§ What you have to do
Print every one of the lines below word for word, leaving out the pictures.
>> begin Source material
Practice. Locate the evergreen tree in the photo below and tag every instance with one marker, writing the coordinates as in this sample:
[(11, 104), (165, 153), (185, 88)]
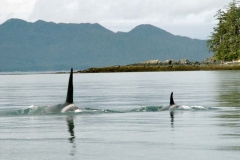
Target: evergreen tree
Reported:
[(225, 39)]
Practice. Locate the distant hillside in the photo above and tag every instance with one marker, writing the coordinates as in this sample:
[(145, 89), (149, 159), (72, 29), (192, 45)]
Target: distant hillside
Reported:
[(44, 46)]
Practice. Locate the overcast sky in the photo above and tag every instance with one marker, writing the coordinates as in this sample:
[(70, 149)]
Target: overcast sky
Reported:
[(191, 18)]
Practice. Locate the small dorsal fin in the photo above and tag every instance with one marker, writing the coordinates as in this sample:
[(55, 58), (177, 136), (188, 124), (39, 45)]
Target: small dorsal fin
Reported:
[(171, 99), (69, 98)]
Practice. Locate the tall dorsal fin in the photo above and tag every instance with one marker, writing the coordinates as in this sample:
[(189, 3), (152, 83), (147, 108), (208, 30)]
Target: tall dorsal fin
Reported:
[(70, 88), (171, 99)]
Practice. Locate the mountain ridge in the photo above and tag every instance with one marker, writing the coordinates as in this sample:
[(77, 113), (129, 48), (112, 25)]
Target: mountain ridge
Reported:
[(43, 46)]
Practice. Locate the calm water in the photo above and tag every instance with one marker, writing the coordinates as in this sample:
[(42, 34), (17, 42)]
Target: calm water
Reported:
[(121, 116)]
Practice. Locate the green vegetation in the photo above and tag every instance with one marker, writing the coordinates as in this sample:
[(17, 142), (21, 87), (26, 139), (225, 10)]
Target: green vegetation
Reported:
[(42, 46), (225, 40)]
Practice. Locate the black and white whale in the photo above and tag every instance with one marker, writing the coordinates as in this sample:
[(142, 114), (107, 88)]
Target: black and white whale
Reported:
[(172, 105), (68, 105)]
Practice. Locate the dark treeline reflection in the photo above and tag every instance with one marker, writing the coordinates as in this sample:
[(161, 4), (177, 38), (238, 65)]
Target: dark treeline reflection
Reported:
[(228, 89)]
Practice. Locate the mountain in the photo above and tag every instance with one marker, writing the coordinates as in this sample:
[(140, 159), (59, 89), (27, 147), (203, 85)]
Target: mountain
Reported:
[(42, 46)]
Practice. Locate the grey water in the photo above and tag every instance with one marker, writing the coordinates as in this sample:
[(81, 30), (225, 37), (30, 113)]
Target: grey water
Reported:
[(121, 116)]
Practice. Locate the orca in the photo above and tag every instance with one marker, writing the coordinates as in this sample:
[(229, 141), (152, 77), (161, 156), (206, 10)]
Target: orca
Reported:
[(68, 105), (172, 105)]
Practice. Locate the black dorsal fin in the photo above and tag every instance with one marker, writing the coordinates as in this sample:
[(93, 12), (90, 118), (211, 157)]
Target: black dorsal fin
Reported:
[(171, 99), (70, 88)]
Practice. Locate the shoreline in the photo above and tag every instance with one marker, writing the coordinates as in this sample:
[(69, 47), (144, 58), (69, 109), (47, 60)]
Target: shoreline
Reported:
[(168, 65)]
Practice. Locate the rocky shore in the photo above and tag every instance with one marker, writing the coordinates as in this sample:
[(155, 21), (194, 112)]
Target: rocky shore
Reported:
[(168, 65)]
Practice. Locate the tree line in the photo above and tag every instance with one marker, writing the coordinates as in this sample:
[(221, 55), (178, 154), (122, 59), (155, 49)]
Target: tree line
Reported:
[(224, 41)]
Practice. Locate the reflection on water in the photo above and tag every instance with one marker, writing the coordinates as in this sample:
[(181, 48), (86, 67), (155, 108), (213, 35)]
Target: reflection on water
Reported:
[(230, 122), (172, 118), (70, 124), (228, 89)]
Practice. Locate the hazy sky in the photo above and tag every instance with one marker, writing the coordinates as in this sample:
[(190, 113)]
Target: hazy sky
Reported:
[(191, 18)]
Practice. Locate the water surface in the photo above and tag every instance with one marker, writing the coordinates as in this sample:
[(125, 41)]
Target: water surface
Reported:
[(121, 116)]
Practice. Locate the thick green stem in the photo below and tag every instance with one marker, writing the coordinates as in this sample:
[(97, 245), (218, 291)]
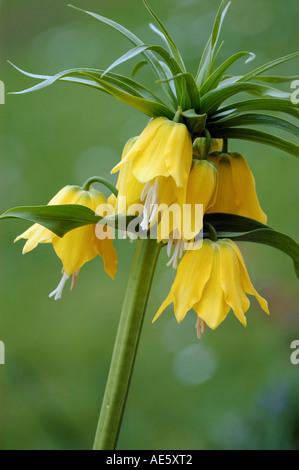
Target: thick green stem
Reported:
[(126, 343)]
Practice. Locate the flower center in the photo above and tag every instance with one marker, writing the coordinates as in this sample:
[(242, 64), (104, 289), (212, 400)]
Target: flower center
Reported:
[(178, 250)]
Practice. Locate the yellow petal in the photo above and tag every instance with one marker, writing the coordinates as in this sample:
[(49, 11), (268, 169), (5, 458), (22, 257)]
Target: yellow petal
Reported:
[(230, 279), (246, 282), (192, 274), (236, 192), (76, 248), (141, 142), (212, 307), (34, 235)]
>> end Source material
§ Expected answer
Practice. Locate the evergreen tree in the photo below and tag every instance with one marker, writing the coordinates as in this sample:
[(11, 104), (165, 153), (185, 88)]
Target: evergreen tree
Reported:
[(225, 39)]
Practice. Locate the distant hillside in the photo above and tag every instance with one marker, writing the coordinates as in this sample:
[(145, 89), (149, 159), (72, 29), (192, 45)]
Target: distant hillside
Reported:
[(44, 46)]
Practice. Locate the overcast sky in the photo above and tag every instance with one marker, writing the coordinates as in this sample:
[(70, 149)]
Target: overcast sky
Reported:
[(191, 18)]
Practice. Locate the small dorsal fin in the photo above and tag every instance with one marker, writing the coordinates as in this sample:
[(55, 58), (177, 136), (188, 124), (39, 45)]
Target: small dorsal fin
Reported:
[(171, 99), (69, 98)]
Practice. Locate the tall dorsal fin in the photo above and tag every instance with one marker, writing the coordinates as in this sample:
[(189, 3), (152, 83), (147, 108), (208, 30)]
Target: tall dorsal fin
Reported:
[(70, 88), (171, 99)]
Practice. Locate the mountain ridge in the photo above and tag every instance with one marker, writing the coordinates as in this sample:
[(77, 113), (129, 48), (112, 25)]
Target: mountain ridge
Reported:
[(43, 46)]
Practice. Locate the calm water in the photo above and tag every instance with one marker, writing the coordinates as in this sample:
[(42, 34), (17, 42)]
Target: calm water
Reported:
[(121, 116)]
Practice. Locate the green vegetation in the photo above and tag every instance with one marker, writing the coordinates as in this sample:
[(17, 142), (21, 87), (26, 139), (225, 10)]
Target: green vegetation
Reported:
[(42, 46), (225, 40)]
Practice. Locate the black and white whale in the photo above and tag every instance with one marker, writing the coordinates as in this sample:
[(142, 114), (107, 88)]
Target: black and white whale
Reported:
[(172, 105), (68, 105)]
Practice. Locate the dark treeline reflection in the photo above and tag every instance with one marker, writing the coordinates as in this sample:
[(161, 4), (177, 38), (238, 65)]
Target: dark treeline reflection
Reported:
[(228, 89)]
Practice. Locate the mountain in the photo above and tag every instance with one marker, writing the coordinates as in this sample:
[(140, 159), (59, 89), (27, 147), (203, 85)]
Target: mountain
Reported:
[(42, 46)]
Practice. Locate the grey water in the photo above and tag every instance with one marker, writing the coordinates as in this sample:
[(81, 30), (225, 37), (30, 113)]
Target: grey water
Reported:
[(121, 116)]
Practice. Locate the orca in the photo above and tag every instance with one marker, writing the coordinates as in this sample:
[(229, 141), (152, 77), (161, 156), (206, 10)]
Target: orca
Reported:
[(68, 105), (172, 105)]
Practice. Locate the black dorsal fin in the photo above and tag every instance with one marker, writing the coordinates as in this sample:
[(93, 12), (90, 118), (211, 157)]
Target: black dorsal fin
Reported:
[(171, 99), (70, 88)]
Practice. Locate the shoreline in the photo above and tag every instance with one marker, writing the coordinates as in this sample:
[(69, 47), (144, 58), (69, 109), (47, 60)]
Target: shoreline
Reported:
[(168, 65)]
Practice. Locate the rocky shore in the photo above and tag every instance with one marker, writing the coordinates as in this sample:
[(155, 21), (194, 112)]
Target: rocky shore
Reported:
[(168, 65)]
Practice. Locate the tree line in the photo above and tag every instance with one marker, writing the coordinates as in this sample:
[(221, 55), (178, 154), (122, 59), (155, 49)]
Target: tree line
Reported:
[(224, 41)]
Practice. Locate the reflection on water in the photo above and tag every instance with one marker, writing the coordinates as in this sample:
[(181, 48), (86, 67), (155, 108), (213, 35)]
Target: reflection on water
Reported:
[(230, 122), (172, 118), (70, 124), (228, 89)]
Practice. Locate the hazy sky in the photo above and tag every instance with one marker, writing the coordinates as in this sample:
[(190, 113)]
Target: hazy sky
Reported:
[(191, 18)]
Practice. Locate the water surface in the photo above and tag every instance with one marker, writing the coordinates as in this sample:
[(125, 41)]
Target: water surface
Reported:
[(121, 116)]
Practice. Locate the thick green stem in the photo below and tag every instance with one marker, writing the coordinates as in this sample:
[(97, 245), (218, 291)]
Target: thick green stem
Reported:
[(126, 343)]
Practice. Locate the flower center in the photo above and tag every instance with one marker, writing the coordinates as in this sample:
[(242, 64), (104, 289), (212, 400)]
Target: flower center
Reported:
[(178, 250)]
Practice. Locate the yellow petal in the photo above and tag every instance with one marker, writing the coordinates as in this sample:
[(49, 11), (268, 169), (5, 458), (22, 257)]
Target: yellow petal
Reported:
[(230, 279), (246, 282), (192, 274), (236, 192), (76, 248), (141, 142), (212, 307), (34, 235)]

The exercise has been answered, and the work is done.